### PROBLEM DESCRIPTION
Present the stretch from the line containing "Please place a point on the dome" through the end of the items as a Markdown table with two columns, Row and Line. Number each line, and leave out any blank lines.

Records from a dataset:

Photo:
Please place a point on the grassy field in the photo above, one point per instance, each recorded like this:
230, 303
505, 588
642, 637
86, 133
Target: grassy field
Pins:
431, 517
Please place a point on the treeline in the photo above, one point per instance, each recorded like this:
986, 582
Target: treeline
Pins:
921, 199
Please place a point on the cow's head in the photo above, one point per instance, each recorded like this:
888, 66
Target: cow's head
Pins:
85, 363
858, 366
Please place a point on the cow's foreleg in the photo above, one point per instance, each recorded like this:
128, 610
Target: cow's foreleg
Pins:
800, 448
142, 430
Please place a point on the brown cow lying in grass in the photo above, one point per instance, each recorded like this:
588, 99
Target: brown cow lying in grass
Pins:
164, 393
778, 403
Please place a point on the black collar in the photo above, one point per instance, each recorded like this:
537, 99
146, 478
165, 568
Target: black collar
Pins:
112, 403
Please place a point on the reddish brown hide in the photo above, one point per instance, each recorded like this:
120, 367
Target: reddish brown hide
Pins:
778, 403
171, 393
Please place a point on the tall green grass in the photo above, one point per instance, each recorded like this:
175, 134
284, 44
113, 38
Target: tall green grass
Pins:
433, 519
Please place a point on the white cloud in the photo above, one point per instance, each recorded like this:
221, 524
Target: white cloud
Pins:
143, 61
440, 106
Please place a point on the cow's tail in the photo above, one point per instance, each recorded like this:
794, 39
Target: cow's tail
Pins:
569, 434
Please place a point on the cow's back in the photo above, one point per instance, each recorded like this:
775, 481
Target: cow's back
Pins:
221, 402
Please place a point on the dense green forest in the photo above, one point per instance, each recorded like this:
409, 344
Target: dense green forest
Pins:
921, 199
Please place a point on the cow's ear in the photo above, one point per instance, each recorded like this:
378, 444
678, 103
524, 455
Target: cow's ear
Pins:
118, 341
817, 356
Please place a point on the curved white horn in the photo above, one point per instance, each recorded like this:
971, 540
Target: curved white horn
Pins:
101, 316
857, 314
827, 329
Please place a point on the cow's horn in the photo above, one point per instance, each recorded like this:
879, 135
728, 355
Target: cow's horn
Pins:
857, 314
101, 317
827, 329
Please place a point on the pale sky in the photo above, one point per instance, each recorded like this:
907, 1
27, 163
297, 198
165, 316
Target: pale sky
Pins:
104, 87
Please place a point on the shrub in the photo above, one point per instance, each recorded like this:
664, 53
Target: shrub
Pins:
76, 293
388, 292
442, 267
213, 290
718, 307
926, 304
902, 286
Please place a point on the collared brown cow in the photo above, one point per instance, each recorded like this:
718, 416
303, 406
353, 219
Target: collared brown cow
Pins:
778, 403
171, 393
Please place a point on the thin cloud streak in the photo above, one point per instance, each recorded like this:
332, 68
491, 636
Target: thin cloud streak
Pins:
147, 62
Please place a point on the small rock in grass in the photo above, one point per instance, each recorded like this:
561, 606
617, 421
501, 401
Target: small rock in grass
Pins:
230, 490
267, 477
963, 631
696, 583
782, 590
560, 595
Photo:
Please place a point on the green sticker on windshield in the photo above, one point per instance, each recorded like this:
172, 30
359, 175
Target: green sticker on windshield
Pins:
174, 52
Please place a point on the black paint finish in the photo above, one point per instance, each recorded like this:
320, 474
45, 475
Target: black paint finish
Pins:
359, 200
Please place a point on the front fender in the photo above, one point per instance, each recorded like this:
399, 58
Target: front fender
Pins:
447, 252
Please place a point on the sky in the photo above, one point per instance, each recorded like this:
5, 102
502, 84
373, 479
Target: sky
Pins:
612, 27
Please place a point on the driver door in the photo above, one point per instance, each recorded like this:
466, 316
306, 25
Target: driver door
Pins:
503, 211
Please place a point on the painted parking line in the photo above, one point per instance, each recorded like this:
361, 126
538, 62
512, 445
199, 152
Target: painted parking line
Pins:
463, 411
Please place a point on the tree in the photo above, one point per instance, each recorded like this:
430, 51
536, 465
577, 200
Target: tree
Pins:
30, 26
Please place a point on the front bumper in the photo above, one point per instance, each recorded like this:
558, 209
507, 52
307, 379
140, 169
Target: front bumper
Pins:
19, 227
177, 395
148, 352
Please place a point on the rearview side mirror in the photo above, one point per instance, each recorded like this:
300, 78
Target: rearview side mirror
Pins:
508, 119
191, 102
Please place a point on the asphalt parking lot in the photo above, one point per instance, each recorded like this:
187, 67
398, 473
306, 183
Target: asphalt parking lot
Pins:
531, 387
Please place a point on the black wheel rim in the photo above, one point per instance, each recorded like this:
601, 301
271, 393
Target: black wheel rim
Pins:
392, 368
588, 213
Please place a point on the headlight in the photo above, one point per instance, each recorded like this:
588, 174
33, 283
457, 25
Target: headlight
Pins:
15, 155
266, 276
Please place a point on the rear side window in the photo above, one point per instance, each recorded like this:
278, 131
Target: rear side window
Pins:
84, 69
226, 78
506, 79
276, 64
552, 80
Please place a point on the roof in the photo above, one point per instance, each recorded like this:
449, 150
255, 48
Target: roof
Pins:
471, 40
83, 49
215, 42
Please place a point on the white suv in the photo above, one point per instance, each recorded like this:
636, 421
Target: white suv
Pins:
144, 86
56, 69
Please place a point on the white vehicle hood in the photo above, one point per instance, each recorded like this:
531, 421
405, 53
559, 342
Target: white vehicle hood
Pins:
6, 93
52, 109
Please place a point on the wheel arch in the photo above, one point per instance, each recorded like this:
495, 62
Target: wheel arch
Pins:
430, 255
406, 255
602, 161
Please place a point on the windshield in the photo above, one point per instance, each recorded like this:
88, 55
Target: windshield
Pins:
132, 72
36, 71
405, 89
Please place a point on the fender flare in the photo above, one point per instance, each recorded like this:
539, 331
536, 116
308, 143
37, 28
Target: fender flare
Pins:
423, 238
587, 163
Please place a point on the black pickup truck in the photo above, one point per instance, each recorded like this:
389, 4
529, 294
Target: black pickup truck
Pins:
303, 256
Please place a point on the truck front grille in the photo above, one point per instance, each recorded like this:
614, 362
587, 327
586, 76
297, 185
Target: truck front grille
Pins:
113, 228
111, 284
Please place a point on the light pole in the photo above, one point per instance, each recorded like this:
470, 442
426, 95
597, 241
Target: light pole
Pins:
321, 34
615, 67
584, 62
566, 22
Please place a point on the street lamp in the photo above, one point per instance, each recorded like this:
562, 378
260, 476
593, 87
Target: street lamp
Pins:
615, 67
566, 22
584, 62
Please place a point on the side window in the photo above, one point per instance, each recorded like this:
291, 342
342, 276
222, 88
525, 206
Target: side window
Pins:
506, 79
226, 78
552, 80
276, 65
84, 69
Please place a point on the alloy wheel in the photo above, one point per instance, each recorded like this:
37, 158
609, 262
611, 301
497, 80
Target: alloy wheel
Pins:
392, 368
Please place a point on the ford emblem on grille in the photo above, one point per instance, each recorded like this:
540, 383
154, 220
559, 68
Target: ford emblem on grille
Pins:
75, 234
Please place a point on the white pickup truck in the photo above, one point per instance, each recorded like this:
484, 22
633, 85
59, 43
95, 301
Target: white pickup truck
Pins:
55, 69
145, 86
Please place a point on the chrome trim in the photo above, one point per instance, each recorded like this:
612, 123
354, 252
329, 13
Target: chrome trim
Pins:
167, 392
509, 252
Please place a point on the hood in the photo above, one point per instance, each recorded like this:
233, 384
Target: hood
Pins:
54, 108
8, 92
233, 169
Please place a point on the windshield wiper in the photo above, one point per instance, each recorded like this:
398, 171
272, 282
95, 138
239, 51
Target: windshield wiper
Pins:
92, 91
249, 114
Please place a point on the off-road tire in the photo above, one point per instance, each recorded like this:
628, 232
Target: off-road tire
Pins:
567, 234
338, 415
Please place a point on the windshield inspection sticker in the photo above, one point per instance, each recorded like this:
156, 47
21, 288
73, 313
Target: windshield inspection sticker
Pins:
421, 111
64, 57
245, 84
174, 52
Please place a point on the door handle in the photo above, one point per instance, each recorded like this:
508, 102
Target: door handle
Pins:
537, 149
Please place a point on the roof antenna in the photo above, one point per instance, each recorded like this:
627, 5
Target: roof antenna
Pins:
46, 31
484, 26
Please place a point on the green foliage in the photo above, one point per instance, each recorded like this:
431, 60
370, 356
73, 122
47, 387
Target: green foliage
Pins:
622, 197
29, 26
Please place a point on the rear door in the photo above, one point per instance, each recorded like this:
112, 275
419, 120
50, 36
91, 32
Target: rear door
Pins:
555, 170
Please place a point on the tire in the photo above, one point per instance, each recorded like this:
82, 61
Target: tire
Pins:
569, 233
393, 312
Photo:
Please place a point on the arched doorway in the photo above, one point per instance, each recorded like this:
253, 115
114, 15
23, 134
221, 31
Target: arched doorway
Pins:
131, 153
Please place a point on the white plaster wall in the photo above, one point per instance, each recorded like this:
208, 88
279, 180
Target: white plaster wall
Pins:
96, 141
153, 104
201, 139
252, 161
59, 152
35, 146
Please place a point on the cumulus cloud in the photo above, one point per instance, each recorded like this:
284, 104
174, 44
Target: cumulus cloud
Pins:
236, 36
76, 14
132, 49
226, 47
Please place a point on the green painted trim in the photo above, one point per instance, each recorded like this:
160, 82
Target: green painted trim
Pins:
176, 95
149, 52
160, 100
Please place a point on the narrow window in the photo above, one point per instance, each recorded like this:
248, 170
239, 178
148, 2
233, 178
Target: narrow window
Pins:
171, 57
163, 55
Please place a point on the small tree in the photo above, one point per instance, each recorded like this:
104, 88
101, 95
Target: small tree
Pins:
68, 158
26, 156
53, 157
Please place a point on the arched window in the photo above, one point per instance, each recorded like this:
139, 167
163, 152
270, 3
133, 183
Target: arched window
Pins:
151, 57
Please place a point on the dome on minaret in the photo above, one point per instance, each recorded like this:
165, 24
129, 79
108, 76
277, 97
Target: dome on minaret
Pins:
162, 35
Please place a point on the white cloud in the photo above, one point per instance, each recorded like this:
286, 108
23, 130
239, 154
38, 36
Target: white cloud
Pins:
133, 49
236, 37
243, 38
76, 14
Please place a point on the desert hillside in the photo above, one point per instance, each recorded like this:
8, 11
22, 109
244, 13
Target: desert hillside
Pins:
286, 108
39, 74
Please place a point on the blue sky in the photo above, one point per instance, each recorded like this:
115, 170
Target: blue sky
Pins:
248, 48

### RESPONSE TO THIS TASK
| Row | Line |
|---|---|
| 1 | Please place a point on the dome on minaret in the photo above, one point per instance, each recorded like this: |
| 2 | 165, 24 |
| 3 | 129, 79 |
| 4 | 108, 76 |
| 5 | 277, 97 |
| 6 | Target: dome on minaret |
| 7 | Pins: |
| 8 | 162, 35 |
| 9 | Please place a point on the white cloud in the photo above, one point per instance, each recorded like this: |
| 10 | 286, 108 |
| 11 | 23, 130 |
| 12 | 239, 154 |
| 13 | 38, 36 |
| 14 | Target: white cloud |
| 15 | Pins: |
| 16 | 133, 49 |
| 17 | 236, 37 |
| 18 | 243, 38 |
| 19 | 76, 14 |
| 20 | Please place a point on the desert hillside in the photo above, one point per instance, each recorded like this: |
| 21 | 8, 11 |
| 22 | 22, 109 |
| 23 | 244, 13 |
| 24 | Target: desert hillside |
| 25 | Pins: |
| 26 | 286, 108 |
| 27 | 39, 74 |
| 28 | Please place a point on the blue sky in the photo above, one point per instance, each recorded like this: |
| 29 | 115, 170 |
| 30 | Target: blue sky |
| 31 | Pins: |
| 32 | 248, 48 |